Project Helix is a speculative spatial concept for SpaceX's upcoming human-rated Starship which focuses on practicality, efficiency, and experiential quality.
Classification: Z1i
Project Helix - v.2 Update
2021.07.21
Project Helix
2021.03.22
There seems to be a trend of designing speculative interiors for the SpaceX's upcoming Starship. It's large size and blank-canvas nature lend itself to being the object of imagination for all matter of speculative designers and techno-optimists. I view many of the aforementioned designs the same way I view speculative renderings of towering vertical farms and glass-domed moon habitats: lacking in rigor and excessive in sex appeal. That being said, I'd like to try my hand at a concept for how to organize spaces for long duration, high capacity journeys in the blank canvas that is the SpaceX Starship.
The name for this project is derived from the double helix structure of the corridor connecting the community areas, quarters, and support space units. The goal of this project was to explore the opportunities for unique spatial organization that is efficient, practical, and appropriate for all the environments that the Starship will be in.
The conceptual layout has the crew quarters located in the central column oriented radially. It is important on long-duration missions with many people in close quarters that each individual is provided a space of their own. This is why designs with an entire deck filled with lounge/launch chairs will not work long term. The larger group areas are located closer to the nose portion, where any desired portals might be located. These open areas are also important for long-term travel, as it’s easy to become claustrophobic in a tight, enclosed space (not even submarine trips last 6 months). There is plenty of storage and activity/functional spaces available and accessible along the corridors.
----
* Requirements:
1/ In the Project Helix text, where are the crew quarters located?
2/ Repeat the part of the Project Helix text that opens with the words containing "Project Helix is" and closes with "the SpaceX Starship.".
3/ Write the next part of the Project Helix text, picking up after its final sentence.
The items have no connection to the Project Helix text.
----
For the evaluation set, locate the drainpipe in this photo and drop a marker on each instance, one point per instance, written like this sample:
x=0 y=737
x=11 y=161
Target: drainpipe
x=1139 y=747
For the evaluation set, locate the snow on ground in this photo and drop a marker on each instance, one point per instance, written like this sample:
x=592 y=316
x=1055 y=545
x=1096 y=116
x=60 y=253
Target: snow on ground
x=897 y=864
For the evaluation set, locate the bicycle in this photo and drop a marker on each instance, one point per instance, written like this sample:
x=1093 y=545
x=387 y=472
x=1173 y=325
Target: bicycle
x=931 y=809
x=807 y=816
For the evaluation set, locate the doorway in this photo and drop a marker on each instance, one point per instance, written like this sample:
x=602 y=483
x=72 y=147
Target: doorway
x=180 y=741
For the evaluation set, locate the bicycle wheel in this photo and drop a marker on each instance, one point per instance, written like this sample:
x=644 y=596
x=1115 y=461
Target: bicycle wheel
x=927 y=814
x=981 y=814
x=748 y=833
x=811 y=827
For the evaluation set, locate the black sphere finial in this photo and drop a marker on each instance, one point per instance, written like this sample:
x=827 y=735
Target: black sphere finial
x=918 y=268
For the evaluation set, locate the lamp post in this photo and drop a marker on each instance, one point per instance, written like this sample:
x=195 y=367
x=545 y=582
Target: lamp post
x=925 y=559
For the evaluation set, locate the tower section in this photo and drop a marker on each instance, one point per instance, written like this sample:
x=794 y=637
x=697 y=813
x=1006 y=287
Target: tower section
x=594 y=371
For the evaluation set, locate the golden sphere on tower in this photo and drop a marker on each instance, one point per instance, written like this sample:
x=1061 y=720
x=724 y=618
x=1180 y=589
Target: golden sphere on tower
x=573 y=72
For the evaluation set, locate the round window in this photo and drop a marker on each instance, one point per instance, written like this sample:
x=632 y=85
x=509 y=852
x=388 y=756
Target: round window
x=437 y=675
----
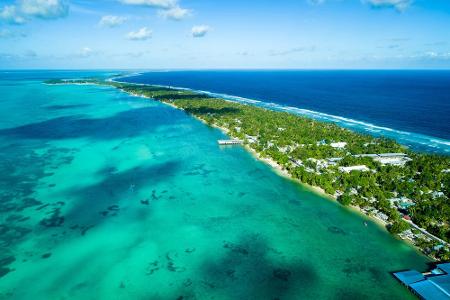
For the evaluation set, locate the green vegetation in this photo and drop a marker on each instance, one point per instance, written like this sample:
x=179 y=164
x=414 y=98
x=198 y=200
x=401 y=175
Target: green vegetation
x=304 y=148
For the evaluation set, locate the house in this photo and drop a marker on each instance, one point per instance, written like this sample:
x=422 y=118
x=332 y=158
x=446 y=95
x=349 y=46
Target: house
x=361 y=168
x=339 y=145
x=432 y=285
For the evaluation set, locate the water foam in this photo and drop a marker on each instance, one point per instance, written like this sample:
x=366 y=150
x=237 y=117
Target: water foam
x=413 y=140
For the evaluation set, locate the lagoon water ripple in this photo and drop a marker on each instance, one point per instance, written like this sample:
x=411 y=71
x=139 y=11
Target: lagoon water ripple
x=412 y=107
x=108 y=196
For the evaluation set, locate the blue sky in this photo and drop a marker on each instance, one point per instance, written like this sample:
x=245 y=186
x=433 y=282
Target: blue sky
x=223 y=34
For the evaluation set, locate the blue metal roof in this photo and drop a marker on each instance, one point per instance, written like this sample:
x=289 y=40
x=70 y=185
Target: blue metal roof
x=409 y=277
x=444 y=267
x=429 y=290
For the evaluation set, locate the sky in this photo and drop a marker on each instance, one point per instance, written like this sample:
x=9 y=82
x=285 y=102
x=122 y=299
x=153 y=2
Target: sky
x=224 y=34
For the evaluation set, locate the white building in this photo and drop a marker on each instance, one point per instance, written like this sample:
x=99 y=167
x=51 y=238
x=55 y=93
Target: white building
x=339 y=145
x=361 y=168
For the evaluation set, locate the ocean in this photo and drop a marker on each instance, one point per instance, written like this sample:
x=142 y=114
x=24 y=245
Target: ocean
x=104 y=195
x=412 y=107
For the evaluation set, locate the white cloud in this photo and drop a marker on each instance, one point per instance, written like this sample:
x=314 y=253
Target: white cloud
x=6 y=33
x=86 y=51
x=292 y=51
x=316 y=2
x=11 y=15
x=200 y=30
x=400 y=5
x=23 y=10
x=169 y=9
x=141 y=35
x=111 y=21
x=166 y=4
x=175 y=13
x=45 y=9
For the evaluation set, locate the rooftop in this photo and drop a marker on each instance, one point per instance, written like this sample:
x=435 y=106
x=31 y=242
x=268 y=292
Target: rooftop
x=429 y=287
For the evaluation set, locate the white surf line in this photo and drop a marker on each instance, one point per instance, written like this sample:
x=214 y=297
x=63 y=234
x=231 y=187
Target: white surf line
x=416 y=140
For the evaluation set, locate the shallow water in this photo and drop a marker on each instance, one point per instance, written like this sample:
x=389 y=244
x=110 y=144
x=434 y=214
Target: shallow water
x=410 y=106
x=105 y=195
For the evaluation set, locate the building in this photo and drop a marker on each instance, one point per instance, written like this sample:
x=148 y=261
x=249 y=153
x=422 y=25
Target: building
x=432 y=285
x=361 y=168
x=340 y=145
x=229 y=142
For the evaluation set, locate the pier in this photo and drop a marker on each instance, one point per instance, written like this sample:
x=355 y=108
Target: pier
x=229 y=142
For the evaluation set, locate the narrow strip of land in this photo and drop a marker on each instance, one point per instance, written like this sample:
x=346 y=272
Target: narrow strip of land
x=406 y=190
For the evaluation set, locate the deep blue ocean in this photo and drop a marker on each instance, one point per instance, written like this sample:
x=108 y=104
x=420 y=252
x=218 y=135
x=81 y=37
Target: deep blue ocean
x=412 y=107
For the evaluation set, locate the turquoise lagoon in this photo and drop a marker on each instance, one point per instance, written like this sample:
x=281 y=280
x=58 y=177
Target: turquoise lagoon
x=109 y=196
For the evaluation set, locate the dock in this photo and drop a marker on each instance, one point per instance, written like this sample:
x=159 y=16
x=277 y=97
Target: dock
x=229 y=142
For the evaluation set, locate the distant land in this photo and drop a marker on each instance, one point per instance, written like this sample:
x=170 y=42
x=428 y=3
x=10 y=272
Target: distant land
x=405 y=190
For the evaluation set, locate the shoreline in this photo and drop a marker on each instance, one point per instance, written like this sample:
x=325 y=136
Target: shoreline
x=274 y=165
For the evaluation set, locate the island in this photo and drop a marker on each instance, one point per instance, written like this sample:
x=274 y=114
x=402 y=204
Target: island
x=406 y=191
----
* Exercise answers:
1/ In the central column, oriented radially.

2/
Project Helix is a speculative spatial concept for SpaceX's upcoming human-rated Starship which focuses on practicality, efficiency, and experiential quality.
Classification: Z1i
Project Helix - v.2 Update
2021.07.21
Project Helix
2021.03.22
There seems to be a trend of designing speculative interiors for the SpaceX's upcoming Starship. It's large size and blank-canvas nature lend itself to being the object of imagination for all matter of speculative designers and techno-optimists. I view many of the aforementioned designs the same way I view speculative renderings of towering vertical farms and glass-domed moon habitats: lacking in rigor and excessive in sex appeal. That being said, I'd like to try my hand at a concept for how to organize spaces for long duration, high capacity journeys in the blank canvas that is the SpaceX Starship.

3/
Key Features:
Gravity-Agnostic Organization
The speculative designs for the Starship interior have so far been generally organized in levels. The instinct to do this makes sense since we have lived all our lives in structures with clearly delineated levels or floors. That being said, the distinction between floors or walls or ceilings in microgravity is mostly conventional as opposed to practical. The spatial organization of the human-rated Starship interior should not be as strongly constrained to the organizing principle of levels to the extent of those that dominate the current speculative designs of the Starship interiors. A strict adherence to floors carries little weight in space (presuming the mission will be undergone without artificially simulating gravity). Even when Starship has landed and is vertically upright on Mars or the Moon, there is less of a burden to bare under the diminished gravity when traversing the ship vertically when compared to doing the same task on Earth.
In Project Helix, spaces are organized in a way that is somewhat agnostic to gravity, but which also can be traversed under gravity when the time calls for it. This is accomplished my combining lateral and axial circulation into two spiraling corridors. In space they are mere passageways, but under gravity they become stairways for crew and cargo. The agnostic organization allowed by microgravity fosters more creative and efficient ways to use the occupiable spaces than that of the same program of spaces based on floors, as any surface in microgravity can be a working or otherwise occupiable surface (not just floors).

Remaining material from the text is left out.